Start of Records shown

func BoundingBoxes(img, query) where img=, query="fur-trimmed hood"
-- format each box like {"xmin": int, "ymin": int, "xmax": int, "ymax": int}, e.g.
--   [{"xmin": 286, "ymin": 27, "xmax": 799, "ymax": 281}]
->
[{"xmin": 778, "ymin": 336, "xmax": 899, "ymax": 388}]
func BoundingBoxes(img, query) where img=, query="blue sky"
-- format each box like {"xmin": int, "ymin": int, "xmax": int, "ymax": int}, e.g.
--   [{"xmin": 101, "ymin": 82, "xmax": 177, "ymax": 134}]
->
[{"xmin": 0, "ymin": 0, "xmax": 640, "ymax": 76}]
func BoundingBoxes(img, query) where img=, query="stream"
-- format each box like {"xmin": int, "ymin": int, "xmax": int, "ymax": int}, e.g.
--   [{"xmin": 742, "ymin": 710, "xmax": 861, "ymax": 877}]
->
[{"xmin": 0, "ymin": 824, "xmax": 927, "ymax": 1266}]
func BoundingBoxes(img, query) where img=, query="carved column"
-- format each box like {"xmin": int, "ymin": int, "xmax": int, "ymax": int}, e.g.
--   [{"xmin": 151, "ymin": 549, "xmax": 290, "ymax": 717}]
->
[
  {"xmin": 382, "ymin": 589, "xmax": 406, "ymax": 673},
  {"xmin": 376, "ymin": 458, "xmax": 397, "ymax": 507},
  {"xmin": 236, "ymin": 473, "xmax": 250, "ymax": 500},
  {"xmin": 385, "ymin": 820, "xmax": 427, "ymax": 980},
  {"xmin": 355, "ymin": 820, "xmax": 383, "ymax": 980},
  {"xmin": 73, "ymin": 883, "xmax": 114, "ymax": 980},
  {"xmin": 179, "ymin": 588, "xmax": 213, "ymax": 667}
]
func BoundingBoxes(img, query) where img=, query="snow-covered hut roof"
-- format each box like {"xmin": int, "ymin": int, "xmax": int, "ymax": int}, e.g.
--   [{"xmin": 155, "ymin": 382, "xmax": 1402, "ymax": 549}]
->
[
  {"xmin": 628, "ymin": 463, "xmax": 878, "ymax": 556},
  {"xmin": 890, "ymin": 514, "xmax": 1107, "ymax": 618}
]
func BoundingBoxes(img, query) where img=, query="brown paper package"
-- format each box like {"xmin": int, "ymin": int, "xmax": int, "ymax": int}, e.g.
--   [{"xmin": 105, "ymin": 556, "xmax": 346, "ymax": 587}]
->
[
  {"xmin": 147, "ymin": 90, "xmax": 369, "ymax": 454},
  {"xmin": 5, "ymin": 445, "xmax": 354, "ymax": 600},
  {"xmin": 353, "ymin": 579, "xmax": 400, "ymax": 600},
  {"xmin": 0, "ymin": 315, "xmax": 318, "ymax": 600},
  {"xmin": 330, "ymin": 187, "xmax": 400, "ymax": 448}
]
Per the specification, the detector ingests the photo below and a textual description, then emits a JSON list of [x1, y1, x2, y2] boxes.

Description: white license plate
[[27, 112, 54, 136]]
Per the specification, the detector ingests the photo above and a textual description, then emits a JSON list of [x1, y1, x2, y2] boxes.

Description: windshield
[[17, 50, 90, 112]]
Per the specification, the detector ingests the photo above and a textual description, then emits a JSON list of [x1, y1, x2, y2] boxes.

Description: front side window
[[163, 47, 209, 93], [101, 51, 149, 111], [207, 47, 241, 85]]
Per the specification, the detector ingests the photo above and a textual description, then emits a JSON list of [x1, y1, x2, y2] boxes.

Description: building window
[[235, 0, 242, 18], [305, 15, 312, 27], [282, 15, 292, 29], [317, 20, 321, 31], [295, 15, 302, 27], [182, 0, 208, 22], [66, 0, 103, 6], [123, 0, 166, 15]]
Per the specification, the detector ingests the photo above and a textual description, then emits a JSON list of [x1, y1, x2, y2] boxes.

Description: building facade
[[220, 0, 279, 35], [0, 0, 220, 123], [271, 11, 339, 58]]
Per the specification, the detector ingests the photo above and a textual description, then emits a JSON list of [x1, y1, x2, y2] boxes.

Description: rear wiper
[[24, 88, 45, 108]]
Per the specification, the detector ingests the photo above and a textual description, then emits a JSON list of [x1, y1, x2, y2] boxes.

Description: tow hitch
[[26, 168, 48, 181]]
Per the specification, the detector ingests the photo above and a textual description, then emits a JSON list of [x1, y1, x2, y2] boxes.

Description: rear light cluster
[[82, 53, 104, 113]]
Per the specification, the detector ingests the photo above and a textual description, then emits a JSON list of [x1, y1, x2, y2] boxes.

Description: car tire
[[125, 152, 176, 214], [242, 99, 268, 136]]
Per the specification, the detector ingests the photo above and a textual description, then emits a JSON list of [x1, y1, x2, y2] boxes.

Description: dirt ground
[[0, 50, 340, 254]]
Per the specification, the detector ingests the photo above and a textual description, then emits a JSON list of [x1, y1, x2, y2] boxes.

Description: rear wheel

End of Records shown

▸ Instructions to follow: Each record above should be returned exactly as it appears.

▸ Response for this exercise:
func BoundingBoxes(img, query) where img=, query="fur-trimmed hood"
-- format each box like {"xmin": int, "ymin": int, "xmax": int, "ymax": int}, e.g.
--   [{"xmin": 286, "ymin": 27, "xmax": 799, "ymax": 281}]
->
[{"xmin": 778, "ymin": 336, "xmax": 899, "ymax": 388}]
func BoundingBoxes(img, query) where img=, query="blue sky"
-- format each box like {"xmin": int, "ymin": int, "xmax": int, "ymax": int}, e.g.
--   [{"xmin": 101, "ymin": 82, "xmax": 177, "ymax": 134}]
->
[{"xmin": 0, "ymin": 0, "xmax": 640, "ymax": 76}]
func BoundingBoxes(img, query) where img=, query="stream"
-- format each box like {"xmin": int, "ymin": int, "xmax": int, "ymax": int}, e.g.
--   [{"xmin": 742, "ymin": 710, "xmax": 861, "ymax": 877}]
->
[{"xmin": 0, "ymin": 824, "xmax": 927, "ymax": 1266}]
func BoundingBoxes(img, query) where img=, query="carved column"
-- format each box like {"xmin": int, "ymin": int, "xmax": int, "ymax": int}, e.g.
--   [{"xmin": 151, "ymin": 549, "xmax": 290, "ymax": 717}]
->
[
  {"xmin": 382, "ymin": 589, "xmax": 406, "ymax": 673},
  {"xmin": 376, "ymin": 458, "xmax": 397, "ymax": 507},
  {"xmin": 236, "ymin": 473, "xmax": 250, "ymax": 500},
  {"xmin": 385, "ymin": 820, "xmax": 427, "ymax": 980},
  {"xmin": 355, "ymin": 820, "xmax": 383, "ymax": 980},
  {"xmin": 73, "ymin": 883, "xmax": 114, "ymax": 980},
  {"xmin": 179, "ymin": 588, "xmax": 213, "ymax": 667}
]
func BoundingBoxes(img, query) where img=, query="snow-covered hut roof"
-- format each box like {"xmin": int, "ymin": int, "xmax": int, "ymax": int}, e.g.
--   [{"xmin": 155, "ymin": 382, "xmax": 1402, "ymax": 549}]
->
[
  {"xmin": 628, "ymin": 463, "xmax": 878, "ymax": 556},
  {"xmin": 890, "ymin": 514, "xmax": 1107, "ymax": 618}
]
func BoundingBoxes(img, query) where img=, query="brown paper package"
-- format each box like {"xmin": int, "ymin": int, "xmax": int, "ymax": int}, e.g.
--   [{"xmin": 105, "ymin": 556, "xmax": 346, "ymax": 587}]
->
[
  {"xmin": 147, "ymin": 90, "xmax": 369, "ymax": 454},
  {"xmin": 5, "ymin": 445, "xmax": 354, "ymax": 600},
  {"xmin": 353, "ymin": 579, "xmax": 400, "ymax": 600},
  {"xmin": 0, "ymin": 315, "xmax": 318, "ymax": 600},
  {"xmin": 330, "ymin": 187, "xmax": 400, "ymax": 448}
]
Per the specification, the detector ingests the photo below and a textual description, then emits a JSON list of [x1, y1, x2, y2] boxes.

Description: white license plate
[[27, 112, 54, 136]]
Per the specification, the detector ingests the photo above and a textual description, then emits a JSON list of [x1, y1, x2, y2] boxes.

Description: windshield
[[17, 50, 90, 112]]
Per the specification, the detector ingests the photo above and a textual description, then emits a JSON list of [x1, y1, x2, y2] boxes.

Description: front side window
[[163, 47, 209, 93], [101, 51, 149, 111], [207, 47, 241, 85]]
Per the specification, the detector ingests the photo above and a textual description, then emits a JSON list of [x1, y1, x2, y2] boxes.

Description: building window
[[235, 0, 242, 18], [305, 15, 312, 27], [282, 15, 292, 29], [317, 20, 321, 31], [295, 15, 302, 27], [182, 0, 208, 22], [66, 0, 103, 6], [123, 0, 166, 15]]
Per the specification, the detector ingests the photo above and a textual description, then emits a JSON list of [x1, y1, x2, y2] boxes.

Description: building facade
[[220, 0, 279, 35], [0, 0, 220, 123], [271, 11, 339, 58]]
Per the specification, the detector ingests the photo above and a textual description, then emits a JSON list of [x1, y1, x2, y2] boxes.

Description: rear wiper
[[24, 88, 45, 108]]
Per the specification, the detector ingests the photo above and a textual description, then emits a JSON list of [x1, y1, x2, y2] boxes.

Description: tow hitch
[[26, 168, 48, 181]]
Per the specification, the detector ingests the photo above and a textual description, then emits a JSON list of [x1, y1, x2, y2] boxes.

Description: rear light cluster
[[82, 53, 104, 113]]
Per the specification, the detector ingests the photo above and a textual description, then emits a JSON list of [x1, y1, x2, y2] boxes.

Description: car tire
[[125, 152, 176, 214], [242, 99, 268, 136]]
Per the specification, the detector ingests the photo above and a textual description, then emits a JSON list of [x1, y1, x2, y2] boxes.

Description: dirt ground
[[0, 50, 340, 254]]
Per the specification, the detector ingests the photo above and a textual description, then emits a JSON list of [x1, y1, x2, y2] boxes.

Description: rear wheel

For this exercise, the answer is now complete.